● **WORK INSTRUCTION**
For each line below that holds the word "bowl", make a copy.

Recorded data
· · · · · · ·

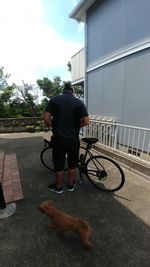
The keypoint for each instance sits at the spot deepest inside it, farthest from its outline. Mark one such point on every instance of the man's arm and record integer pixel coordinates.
(47, 118)
(84, 121)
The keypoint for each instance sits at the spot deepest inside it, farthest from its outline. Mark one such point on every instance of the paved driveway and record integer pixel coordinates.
(120, 221)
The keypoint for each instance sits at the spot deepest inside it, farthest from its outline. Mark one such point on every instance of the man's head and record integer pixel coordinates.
(68, 88)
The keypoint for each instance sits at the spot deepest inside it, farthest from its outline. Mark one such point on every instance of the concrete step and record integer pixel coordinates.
(11, 182)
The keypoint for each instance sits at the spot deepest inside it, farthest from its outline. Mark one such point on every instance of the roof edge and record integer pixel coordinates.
(78, 13)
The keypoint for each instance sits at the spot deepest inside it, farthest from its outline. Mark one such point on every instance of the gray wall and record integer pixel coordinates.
(122, 89)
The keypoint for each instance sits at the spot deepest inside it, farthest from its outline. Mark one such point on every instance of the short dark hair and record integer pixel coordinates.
(67, 87)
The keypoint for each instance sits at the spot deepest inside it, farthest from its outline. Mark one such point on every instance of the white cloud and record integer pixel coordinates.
(28, 44)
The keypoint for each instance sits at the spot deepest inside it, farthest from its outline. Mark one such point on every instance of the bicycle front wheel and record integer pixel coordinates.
(46, 158)
(104, 173)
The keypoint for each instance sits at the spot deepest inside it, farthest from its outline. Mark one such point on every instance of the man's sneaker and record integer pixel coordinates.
(71, 187)
(54, 188)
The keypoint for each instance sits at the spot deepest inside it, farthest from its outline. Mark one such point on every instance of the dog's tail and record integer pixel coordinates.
(85, 225)
(85, 233)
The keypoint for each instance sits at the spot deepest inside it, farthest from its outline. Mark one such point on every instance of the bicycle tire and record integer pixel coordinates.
(104, 173)
(46, 158)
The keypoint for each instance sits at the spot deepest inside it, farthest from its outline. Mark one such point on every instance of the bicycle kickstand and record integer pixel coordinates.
(81, 181)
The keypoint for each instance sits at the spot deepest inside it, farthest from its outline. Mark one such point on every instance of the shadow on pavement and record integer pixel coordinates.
(120, 237)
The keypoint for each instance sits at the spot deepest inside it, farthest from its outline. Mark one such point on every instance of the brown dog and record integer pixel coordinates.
(64, 222)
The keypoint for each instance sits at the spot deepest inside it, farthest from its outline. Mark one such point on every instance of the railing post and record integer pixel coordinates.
(116, 136)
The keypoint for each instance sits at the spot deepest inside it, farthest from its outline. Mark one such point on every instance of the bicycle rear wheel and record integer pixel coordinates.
(104, 173)
(46, 158)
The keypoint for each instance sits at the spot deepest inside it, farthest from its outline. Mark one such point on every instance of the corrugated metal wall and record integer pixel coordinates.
(120, 88)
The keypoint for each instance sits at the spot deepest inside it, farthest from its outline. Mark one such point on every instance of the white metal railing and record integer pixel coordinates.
(130, 140)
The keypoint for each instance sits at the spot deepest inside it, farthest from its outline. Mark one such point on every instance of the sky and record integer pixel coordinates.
(38, 39)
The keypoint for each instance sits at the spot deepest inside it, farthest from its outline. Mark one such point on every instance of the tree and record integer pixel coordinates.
(51, 88)
(6, 92)
(26, 99)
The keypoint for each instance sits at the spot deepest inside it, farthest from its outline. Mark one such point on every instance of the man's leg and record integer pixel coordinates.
(73, 155)
(59, 178)
(58, 159)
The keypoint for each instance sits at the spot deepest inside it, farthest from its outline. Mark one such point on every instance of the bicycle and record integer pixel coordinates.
(103, 172)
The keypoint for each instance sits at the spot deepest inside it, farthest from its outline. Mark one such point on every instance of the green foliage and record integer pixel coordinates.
(50, 88)
(20, 101)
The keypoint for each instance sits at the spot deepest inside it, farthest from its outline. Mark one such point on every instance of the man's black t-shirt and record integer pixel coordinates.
(66, 111)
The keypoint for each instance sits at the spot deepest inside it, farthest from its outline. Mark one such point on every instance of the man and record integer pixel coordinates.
(66, 114)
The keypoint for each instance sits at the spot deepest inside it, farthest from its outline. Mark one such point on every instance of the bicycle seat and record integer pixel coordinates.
(89, 140)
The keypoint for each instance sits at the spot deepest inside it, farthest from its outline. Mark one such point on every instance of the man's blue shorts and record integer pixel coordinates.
(65, 149)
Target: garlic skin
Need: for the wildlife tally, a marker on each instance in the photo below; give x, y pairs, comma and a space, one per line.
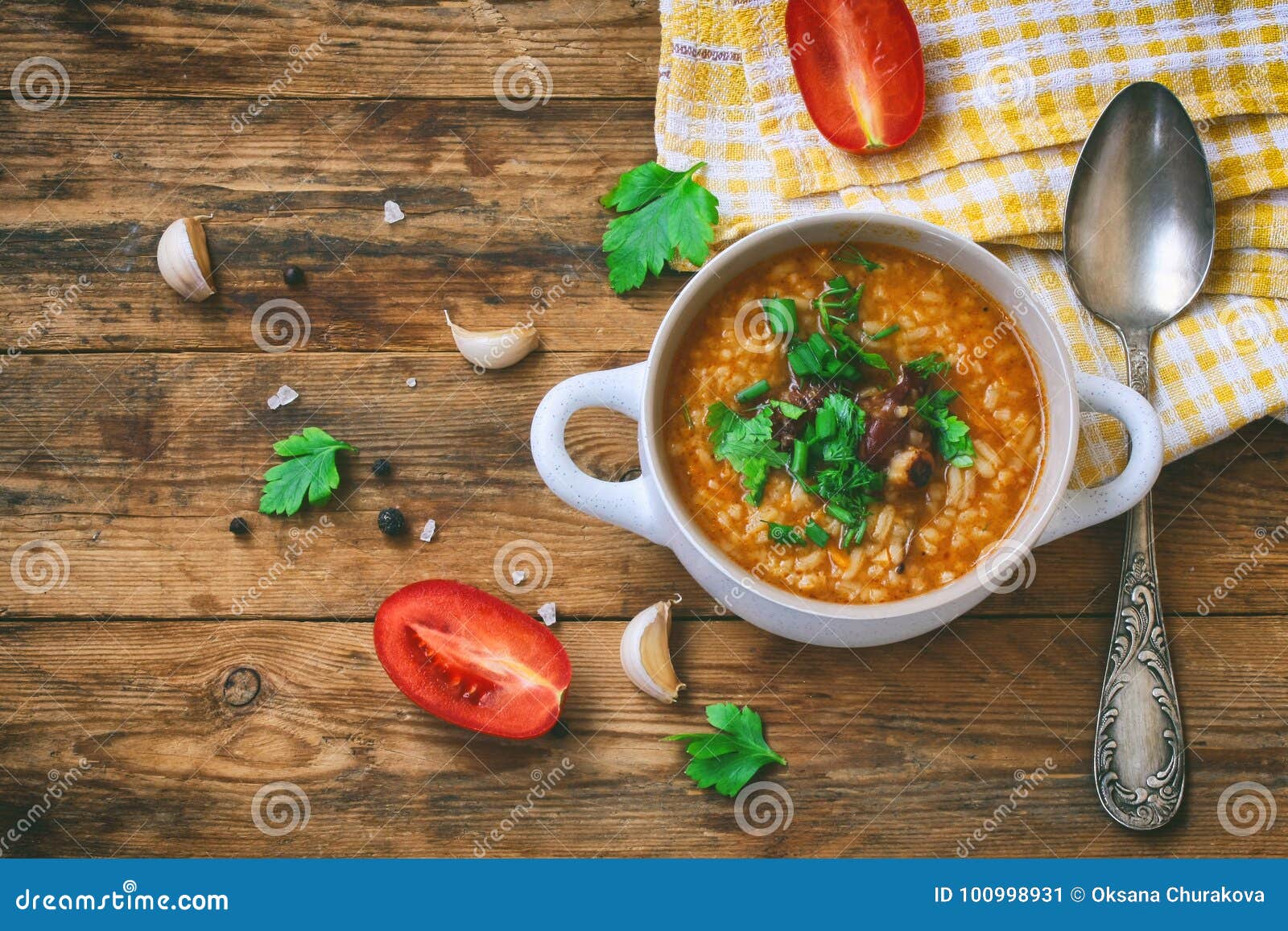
647, 653
184, 259
493, 348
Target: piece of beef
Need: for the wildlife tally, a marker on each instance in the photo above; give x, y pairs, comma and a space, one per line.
808, 397
893, 424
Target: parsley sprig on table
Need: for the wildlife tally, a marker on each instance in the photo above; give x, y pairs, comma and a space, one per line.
309, 469
732, 756
663, 214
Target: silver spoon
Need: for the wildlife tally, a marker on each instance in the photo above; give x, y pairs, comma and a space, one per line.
1137, 242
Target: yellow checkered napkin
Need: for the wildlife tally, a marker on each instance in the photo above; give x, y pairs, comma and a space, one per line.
1013, 89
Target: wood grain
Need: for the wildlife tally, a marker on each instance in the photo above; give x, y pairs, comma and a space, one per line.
178, 739
371, 49
134, 467
502, 222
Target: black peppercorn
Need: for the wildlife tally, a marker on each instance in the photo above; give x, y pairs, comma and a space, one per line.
390, 521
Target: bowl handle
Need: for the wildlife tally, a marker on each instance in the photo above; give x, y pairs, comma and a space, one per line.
1088, 506
625, 504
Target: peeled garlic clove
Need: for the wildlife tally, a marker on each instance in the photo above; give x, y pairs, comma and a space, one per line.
184, 261
493, 348
647, 653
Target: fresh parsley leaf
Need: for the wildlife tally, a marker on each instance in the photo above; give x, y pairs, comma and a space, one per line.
663, 214
952, 435
732, 756
782, 533
309, 469
747, 444
852, 257
929, 365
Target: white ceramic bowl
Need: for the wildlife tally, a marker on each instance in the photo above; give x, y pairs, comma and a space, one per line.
650, 506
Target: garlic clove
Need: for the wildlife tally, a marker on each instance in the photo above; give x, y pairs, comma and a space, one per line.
647, 653
493, 348
184, 259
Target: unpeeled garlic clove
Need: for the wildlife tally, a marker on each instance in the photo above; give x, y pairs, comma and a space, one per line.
493, 348
647, 653
184, 259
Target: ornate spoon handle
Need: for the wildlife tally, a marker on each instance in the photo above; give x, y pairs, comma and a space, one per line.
1140, 752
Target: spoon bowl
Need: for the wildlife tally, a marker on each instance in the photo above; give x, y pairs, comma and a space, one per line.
1141, 216
1139, 232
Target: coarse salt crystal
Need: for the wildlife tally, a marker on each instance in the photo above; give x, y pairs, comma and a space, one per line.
285, 396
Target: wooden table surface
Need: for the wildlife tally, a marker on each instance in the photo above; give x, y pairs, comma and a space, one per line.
135, 426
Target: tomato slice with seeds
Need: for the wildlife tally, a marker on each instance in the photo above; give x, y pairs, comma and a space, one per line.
860, 68
473, 660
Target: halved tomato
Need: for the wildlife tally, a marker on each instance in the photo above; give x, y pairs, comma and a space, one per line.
473, 660
858, 64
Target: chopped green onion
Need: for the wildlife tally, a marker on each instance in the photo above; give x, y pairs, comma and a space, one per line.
782, 533
854, 534
800, 457
753, 392
840, 513
824, 422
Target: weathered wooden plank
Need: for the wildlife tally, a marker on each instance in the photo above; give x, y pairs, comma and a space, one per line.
906, 750
502, 222
134, 465
320, 49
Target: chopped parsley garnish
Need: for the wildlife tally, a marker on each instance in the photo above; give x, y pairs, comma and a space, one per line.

· · · · · · ·

● **ANSWER BELOW**
Target: bowl handle
Target: white ceramic bowl
Target: spoon bowl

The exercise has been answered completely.